Terras Indígenas, Constituição e Marco Temporal, Não!
No Dia da Amazônia, celebrado em 5 de setembro, em cerimônia que contou com a presença das ministras Marina Silva (do Meio Ambiente e Mudança do Clima) e Sônia Guajajara (dos Povos Indígenas), da presidenta da Funai, Joenia Wapichana, o presidente Lula anunciou a homologação de duas terras indígenas:
TI Rio Gregório (no município de Tarauacá, estado do Acre, área de ocupação tradicional e permanente dos povos Katukina e Yawanawá) e TI Acapuri de Cima, na cidade de Fonte Boa, estado do Amazonas, caracterizada como de ocupação do povo Kokama.
A homologação, feita por decreto da Presidência da República, é o último ato antes do registro formal de uma terra indígena. Antes dela, as terras tradicionalmente ocupadas por populações originárias passam por um rigoroso procedimento demarcatório, definido pelo Decreto nº. 1.775, de 08 de janeiro de 1996, com as seguintes fases:
- Em estudo: Fase na qual são realizados os estudos antropológicos, históricos, fundiários, cartográficos e ambientais, que fundamentam a identificação e a delimitação da área indígena.
- Delimitadas: Fase na qual há a conclusão dos estudos e que estes foram aprovados pela Presidência da Funai através de publicação no Diário Oficial da União e do Estado em que se localiza o objeto sob processo de demarcação.

************

• [Requisitos da tarefa] Dê continuidade ao texto sobre a demarcação de terras indígenas a partir da última frase apresentada. Os registros não têm nenhuma relação com o texto sobre a demarcação de terras indígenas.

************

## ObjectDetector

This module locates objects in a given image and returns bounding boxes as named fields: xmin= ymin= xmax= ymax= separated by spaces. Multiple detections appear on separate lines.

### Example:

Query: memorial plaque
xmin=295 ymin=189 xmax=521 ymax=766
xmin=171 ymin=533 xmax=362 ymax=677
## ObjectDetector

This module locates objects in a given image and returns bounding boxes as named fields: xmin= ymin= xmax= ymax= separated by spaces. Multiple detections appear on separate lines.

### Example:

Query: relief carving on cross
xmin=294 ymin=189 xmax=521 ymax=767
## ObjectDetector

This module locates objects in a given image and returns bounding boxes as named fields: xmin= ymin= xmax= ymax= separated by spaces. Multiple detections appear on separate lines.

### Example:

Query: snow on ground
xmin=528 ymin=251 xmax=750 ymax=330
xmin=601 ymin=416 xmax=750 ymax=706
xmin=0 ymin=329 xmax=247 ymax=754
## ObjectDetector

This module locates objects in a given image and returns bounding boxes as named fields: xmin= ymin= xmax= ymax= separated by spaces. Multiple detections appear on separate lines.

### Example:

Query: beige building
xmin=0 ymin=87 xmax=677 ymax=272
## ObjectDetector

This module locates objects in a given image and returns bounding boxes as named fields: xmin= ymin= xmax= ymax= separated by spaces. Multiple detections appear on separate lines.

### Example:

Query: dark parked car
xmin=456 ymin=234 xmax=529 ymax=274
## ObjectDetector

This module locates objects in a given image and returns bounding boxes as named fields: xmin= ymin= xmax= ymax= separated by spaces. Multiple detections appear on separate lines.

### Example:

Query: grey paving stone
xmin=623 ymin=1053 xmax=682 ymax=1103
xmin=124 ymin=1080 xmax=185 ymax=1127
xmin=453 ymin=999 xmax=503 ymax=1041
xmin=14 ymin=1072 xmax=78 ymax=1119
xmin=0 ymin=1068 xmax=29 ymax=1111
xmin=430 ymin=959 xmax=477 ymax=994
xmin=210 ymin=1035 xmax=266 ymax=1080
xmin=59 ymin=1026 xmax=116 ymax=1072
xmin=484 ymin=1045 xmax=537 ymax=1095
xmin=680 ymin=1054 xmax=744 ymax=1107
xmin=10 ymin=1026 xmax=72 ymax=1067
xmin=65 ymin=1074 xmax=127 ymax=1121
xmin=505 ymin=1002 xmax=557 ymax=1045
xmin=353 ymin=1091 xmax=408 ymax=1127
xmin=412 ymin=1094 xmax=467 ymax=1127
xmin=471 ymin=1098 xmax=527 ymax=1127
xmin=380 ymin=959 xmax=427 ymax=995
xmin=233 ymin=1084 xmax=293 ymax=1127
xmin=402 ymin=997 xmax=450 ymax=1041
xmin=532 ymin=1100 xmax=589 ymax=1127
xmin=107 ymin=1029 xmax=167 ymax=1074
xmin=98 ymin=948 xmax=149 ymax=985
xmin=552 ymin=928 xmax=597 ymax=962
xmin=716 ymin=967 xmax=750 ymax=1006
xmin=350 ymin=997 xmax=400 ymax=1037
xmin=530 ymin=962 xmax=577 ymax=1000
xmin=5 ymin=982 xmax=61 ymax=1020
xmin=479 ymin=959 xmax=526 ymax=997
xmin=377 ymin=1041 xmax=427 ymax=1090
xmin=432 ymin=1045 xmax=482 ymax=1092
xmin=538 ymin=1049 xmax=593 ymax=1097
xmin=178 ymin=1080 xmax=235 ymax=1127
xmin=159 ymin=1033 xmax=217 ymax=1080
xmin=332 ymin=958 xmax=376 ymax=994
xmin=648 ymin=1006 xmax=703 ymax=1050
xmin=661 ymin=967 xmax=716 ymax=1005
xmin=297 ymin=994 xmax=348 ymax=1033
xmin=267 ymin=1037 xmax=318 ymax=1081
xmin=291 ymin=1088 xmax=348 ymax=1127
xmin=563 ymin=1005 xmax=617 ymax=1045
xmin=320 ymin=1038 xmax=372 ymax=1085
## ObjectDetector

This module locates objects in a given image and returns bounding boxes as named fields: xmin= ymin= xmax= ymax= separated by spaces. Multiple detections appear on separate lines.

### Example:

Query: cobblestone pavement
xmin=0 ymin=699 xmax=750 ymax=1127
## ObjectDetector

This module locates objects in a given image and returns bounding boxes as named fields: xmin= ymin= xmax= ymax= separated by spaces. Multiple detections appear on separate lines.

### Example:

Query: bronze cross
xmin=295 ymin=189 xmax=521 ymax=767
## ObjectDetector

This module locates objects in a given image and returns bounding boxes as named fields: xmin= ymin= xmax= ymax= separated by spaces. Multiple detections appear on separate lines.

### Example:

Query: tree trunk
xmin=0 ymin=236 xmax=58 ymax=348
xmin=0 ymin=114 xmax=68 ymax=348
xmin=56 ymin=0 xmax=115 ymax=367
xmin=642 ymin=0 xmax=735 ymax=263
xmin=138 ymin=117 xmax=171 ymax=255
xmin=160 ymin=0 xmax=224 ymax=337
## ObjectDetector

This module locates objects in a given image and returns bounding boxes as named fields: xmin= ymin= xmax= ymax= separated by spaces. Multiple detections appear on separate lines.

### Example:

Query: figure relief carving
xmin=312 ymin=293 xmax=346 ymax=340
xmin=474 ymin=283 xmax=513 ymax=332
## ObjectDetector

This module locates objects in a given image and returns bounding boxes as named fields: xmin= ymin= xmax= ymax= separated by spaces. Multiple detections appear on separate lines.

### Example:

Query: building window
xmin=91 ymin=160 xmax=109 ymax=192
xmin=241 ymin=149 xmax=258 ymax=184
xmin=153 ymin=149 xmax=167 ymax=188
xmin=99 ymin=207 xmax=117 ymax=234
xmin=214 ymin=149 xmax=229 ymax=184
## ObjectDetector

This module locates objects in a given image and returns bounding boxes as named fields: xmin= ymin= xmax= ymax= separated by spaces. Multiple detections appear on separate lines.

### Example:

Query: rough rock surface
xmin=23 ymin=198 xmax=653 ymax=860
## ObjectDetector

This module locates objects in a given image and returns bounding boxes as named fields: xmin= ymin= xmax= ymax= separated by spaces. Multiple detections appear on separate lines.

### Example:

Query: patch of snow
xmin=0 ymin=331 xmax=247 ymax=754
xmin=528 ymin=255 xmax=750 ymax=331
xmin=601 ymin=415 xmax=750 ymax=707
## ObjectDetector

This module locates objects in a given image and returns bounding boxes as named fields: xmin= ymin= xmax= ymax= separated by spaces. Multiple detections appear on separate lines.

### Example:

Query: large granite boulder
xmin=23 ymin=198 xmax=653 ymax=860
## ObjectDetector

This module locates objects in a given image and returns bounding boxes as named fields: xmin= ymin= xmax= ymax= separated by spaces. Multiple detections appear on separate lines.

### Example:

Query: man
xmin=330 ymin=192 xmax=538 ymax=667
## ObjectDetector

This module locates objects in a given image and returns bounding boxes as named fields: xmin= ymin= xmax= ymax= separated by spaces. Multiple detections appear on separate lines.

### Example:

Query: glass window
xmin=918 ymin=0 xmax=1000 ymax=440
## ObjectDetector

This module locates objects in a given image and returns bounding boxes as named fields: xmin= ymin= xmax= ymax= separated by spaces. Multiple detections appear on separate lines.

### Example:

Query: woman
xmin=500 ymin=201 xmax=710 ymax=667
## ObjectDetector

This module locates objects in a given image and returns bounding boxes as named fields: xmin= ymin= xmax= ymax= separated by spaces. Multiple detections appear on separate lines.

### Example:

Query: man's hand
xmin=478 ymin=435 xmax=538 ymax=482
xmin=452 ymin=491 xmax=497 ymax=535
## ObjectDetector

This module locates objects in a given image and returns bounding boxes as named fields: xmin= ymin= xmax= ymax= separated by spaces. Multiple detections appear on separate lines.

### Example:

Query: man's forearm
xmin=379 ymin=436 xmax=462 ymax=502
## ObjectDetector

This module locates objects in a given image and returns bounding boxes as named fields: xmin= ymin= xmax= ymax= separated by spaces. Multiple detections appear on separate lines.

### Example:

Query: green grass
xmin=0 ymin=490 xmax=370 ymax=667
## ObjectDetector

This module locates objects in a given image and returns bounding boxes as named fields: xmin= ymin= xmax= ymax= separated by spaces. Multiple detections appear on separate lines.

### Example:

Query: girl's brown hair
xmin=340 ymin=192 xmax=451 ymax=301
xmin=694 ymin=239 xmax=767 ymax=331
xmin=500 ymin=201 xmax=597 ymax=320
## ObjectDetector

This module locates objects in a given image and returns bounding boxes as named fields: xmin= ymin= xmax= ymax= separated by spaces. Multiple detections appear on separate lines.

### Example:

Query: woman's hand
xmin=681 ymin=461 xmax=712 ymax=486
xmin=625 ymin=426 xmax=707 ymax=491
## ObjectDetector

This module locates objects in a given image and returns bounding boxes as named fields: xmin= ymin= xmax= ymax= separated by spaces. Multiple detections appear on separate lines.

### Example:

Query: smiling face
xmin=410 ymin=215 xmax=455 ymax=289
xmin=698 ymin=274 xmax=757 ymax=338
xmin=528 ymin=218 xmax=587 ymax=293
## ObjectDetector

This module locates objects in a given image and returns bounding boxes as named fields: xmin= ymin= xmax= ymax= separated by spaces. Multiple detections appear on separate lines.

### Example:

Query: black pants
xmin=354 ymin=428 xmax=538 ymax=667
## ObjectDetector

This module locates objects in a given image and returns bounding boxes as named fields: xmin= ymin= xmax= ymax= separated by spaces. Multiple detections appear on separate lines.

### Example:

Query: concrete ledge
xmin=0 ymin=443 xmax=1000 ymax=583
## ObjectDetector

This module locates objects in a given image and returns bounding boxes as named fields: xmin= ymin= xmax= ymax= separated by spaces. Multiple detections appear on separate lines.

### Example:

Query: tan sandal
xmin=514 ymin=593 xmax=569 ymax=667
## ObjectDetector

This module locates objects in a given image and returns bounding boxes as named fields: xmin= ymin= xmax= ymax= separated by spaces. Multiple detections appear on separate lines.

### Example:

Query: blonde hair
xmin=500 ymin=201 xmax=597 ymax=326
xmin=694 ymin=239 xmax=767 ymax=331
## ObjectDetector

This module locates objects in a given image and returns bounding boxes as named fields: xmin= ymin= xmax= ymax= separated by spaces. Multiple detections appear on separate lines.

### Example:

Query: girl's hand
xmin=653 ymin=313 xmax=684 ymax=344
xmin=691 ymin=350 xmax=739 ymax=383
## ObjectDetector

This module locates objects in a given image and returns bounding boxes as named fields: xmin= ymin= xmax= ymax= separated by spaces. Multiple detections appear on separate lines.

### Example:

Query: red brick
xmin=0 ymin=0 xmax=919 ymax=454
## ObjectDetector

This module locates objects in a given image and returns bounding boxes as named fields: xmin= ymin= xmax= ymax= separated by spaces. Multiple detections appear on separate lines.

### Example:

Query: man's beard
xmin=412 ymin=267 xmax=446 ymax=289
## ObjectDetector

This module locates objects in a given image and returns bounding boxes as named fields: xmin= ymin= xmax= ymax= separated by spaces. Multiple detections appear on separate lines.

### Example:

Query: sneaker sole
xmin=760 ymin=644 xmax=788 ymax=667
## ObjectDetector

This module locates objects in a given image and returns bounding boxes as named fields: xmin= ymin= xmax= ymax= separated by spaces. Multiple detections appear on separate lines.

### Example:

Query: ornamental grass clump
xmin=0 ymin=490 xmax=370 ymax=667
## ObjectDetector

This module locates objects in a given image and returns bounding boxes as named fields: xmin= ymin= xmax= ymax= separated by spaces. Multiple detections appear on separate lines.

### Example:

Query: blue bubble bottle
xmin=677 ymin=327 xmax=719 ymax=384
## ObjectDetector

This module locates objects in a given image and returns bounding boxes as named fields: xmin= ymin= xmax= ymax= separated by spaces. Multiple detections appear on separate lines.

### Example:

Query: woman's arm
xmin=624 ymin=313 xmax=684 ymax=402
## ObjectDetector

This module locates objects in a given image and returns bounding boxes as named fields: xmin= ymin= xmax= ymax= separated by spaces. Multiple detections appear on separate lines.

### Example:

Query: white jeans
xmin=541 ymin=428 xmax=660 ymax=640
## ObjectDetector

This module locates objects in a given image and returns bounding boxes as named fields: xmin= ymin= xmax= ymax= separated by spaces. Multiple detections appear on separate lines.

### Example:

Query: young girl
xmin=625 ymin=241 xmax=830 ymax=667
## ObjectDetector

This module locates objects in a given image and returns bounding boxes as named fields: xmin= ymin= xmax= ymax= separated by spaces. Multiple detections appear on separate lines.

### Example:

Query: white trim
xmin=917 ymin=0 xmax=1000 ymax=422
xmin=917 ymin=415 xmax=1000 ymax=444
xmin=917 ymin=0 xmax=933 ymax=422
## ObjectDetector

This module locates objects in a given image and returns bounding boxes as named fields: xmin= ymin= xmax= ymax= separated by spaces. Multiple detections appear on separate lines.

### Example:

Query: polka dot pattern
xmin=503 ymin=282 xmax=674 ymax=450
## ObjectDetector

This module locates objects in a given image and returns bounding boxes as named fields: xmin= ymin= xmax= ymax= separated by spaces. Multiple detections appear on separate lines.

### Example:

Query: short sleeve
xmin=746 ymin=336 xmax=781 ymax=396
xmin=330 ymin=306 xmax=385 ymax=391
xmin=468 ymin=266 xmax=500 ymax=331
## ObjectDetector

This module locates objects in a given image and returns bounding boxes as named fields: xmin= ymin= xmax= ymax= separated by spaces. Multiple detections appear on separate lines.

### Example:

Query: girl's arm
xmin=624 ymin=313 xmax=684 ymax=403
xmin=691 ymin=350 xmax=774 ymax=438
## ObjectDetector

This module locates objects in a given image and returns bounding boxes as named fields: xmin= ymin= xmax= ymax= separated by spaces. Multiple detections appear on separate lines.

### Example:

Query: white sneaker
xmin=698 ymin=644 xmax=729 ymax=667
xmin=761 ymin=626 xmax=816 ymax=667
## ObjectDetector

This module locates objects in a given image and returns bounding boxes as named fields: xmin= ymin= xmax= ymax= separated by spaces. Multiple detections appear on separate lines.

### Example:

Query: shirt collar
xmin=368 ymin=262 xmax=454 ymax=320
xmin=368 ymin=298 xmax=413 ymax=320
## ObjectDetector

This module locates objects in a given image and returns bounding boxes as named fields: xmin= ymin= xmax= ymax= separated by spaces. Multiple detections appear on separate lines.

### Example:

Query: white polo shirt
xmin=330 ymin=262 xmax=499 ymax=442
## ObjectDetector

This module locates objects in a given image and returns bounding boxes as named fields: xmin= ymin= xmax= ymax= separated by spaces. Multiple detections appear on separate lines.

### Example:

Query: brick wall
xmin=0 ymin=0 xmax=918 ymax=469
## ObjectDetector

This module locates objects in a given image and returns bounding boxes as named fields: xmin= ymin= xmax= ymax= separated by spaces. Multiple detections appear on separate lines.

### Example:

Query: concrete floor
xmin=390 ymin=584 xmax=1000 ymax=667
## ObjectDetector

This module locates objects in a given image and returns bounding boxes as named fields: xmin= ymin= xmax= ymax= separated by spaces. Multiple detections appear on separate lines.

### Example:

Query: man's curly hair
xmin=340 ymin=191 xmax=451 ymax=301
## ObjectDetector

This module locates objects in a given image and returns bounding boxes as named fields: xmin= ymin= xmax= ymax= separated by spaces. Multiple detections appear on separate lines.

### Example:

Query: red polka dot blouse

************

• [Resposta do exercício]
- Declaradas: Fase em que o processo é submetido à apreciação do Ministro da Justiça, que decidirá sobre o tema e, caso entenda cabível, declarará os limites e determinará a demarcação física da referida área objeto do procedimento demarcatório, mediante Portaria publicada no Diário Oficial da União.
- Homologadas: Fase em que há a publicação dos limites materializados e georreferenciados da Terra Indígena, através de Decreto Presidencial.
- Regularizadas: Fase em que a Funai auxilia a Secretaria de Patrimônio da União (SPU), como órgão imobiliário da União, a fazer o registro cartorário da área homologada, nos termos do artigo 246, §2° da Lei 6.015/73.
Além das fases acima listadas, segundo a Funai pode haver, em alguns casos, o estabelecimento de restrições de uso e ingresso de terceiros para a proteção de indígenas isolados, mediante publicação de Portaria pela Presidência da Funai, ocasião em que há a interdição de áreas nos termos do artigo 7°, do Decreto 1.775/96.
Outras Terras Indígenas Homologadas em 2023
As demarcações das duas terras indígenas fazem parte do reconhecimento de oito territórios em andamento. Em abril, o presidente Lula assinou a homologação da demarcação de outras seis — Arara do Rio Amônia (no Acre), Kariri-Xocó (em Alagoas), Rio dos Índios (no Rio Grande do Sul), Tremembé da Barra do Mundaú (no Ceará), Avá-Canoeiro (em Goiás), e Uneiuxi (no Amazonas).
Também no dia 5, Dia Internacional das Mulheres Indígenas, a Funai constituiu Grupo Técnico (GT) para realizar os estudos de natureza antropológica, etno-histórica, sociológica, jurídica, cartográfica e ambiental, necessários para a identificação e delimitação da Terra Indígena Estirão, de ocupação dos povos Kulina e Jaminawa, localizada no município de Santa Rosa do Purus, no estado do Acre.
Desde o início do governo Lula, em janeiro de 2023, a Funai informa que já emitiu 32 portarias constituindo, reconstituindo e adequando GTs com vistas à homologação de a 28 terras indígenas no Norte (10), no Centro Oeste (4), no Sul (4), no Nordeste (5) e no Sudeste (5).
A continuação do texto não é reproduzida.